Write out all of the material below word for word, keeping every line unchanged and in order.

### Listed records
-- begin --

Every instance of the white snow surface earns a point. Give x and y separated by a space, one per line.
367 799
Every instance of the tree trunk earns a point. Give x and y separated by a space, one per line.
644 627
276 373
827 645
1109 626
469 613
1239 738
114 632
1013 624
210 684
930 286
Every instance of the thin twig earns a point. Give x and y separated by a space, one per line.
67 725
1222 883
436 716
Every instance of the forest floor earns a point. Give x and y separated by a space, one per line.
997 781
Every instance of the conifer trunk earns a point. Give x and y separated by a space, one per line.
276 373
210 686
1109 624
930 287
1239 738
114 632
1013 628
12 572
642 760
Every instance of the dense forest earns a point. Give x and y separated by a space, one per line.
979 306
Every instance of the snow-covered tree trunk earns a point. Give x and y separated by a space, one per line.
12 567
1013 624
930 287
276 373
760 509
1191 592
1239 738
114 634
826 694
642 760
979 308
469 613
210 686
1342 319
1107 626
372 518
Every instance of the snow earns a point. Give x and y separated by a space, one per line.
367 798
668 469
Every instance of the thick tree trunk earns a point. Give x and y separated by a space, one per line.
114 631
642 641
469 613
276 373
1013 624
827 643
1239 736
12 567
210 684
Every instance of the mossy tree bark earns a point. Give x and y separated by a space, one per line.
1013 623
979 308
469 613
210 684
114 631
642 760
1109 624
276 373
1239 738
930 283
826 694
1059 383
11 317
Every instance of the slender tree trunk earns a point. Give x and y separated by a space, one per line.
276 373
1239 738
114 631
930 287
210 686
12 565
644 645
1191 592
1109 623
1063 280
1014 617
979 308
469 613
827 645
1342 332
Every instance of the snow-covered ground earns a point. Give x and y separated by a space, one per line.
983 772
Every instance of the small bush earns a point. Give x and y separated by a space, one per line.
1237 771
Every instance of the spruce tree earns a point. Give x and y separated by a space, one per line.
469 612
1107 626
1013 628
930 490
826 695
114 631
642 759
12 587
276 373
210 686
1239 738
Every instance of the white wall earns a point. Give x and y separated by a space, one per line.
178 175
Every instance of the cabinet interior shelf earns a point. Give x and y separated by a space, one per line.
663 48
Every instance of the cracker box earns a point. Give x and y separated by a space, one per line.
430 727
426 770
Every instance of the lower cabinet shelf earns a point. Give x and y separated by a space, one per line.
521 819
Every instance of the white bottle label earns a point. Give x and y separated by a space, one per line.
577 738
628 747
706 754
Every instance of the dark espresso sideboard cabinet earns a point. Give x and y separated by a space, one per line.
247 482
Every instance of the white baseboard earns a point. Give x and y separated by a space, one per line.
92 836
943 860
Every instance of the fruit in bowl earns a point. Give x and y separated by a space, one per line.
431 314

-- end --

### Exercise response
Every instance of the white snow surface earns a point. Give x and y separated by a space, one per line.
367 799
Every instance of the tree trunk earns a point. Give x and y separated by a space, one per line.
644 627
276 373
827 645
1109 626
469 613
1239 738
114 632
1013 624
210 684
930 286
Every instance of the thin twig earns a point. Give x and y separated by a space, one per line.
67 725
1222 883
436 716
Every instance of the forest floor earns a point. Give x and y separated by a space, one per line.
997 781
Every instance of the conifer trunk earns a point. Give x and y separated by a space, one per line.
276 373
210 686
1109 624
930 287
1239 738
114 632
1013 628
12 572
642 760
Every instance of the dense forest earns a point. Give x and y separated by a space, one per line.
979 306
Every instance of the snow-covered tree trunk earns a point. Give x and y separated by a space, one per line.
12 567
1013 624
930 287
276 373
760 509
1191 592
1239 738
114 634
826 694
642 760
979 308
469 613
210 686
1342 319
1107 626
372 518
Every instance of the snow earns a point. Give x and y separated by a space, one per line.
367 798
668 469
Every instance of the thick tree trunk earns a point. Give x and y separated by a space, one per line.
114 631
642 641
469 613
276 373
1013 624
827 643
1239 736
12 567
210 684
Every instance of the mossy tree bark earns a point. Give x and y separated by a space, one per line.
1013 623
979 308
469 613
210 684
114 631
642 760
1109 624
276 373
1239 738
930 283
826 694
1059 383
11 317
Every instance of the slender tree trunk earns a point. Give x and y separated by a space, one per line.
276 373
1239 738
114 631
930 287
210 686
12 565
644 645
1191 592
1109 623
1063 280
1014 617
979 308
469 613
827 645
1342 332
Every instance of the snow-covered ground earns a point. Give x and y separated by a space, one per line.
983 772
Every instance of the small bush earns a point. Give x and y separated by a space, one per line.
1237 771
Every instance of the spruce tree earns a point. Give x and y separated by a space, one per line.
469 612
1107 626
1013 628
930 490
826 695
114 631
642 759
12 587
276 373
210 686
1239 738
Every instance of the white wall earns a point. Give x and y separated by a space, one per line.
178 175
Every instance of the cabinet interior shelf earns a point. Give x and y separated by a space, one per line.
663 48
Every instance of the cracker box earns a point. Give x and y separated by a space, one per line.
430 727
426 770
Every instance of the lower cabinet shelf earns a point. Give x and y separated by a space, one per line.
521 819
Every instance of the white bottle label earns a point. Give x and y separated by a space, one per line.
577 738
628 747
706 754
Every instance of the dark espresso sideboard cabinet earns a point. Give x and y separated by a space, one per line.
247 482
Every instance of the white baseboard earns a point. Give x and y separated by a space, one per line.
92 836
943 860
Every instance of the fruit in bowl earns a point. Give x and y separated by a space, one per line.
431 314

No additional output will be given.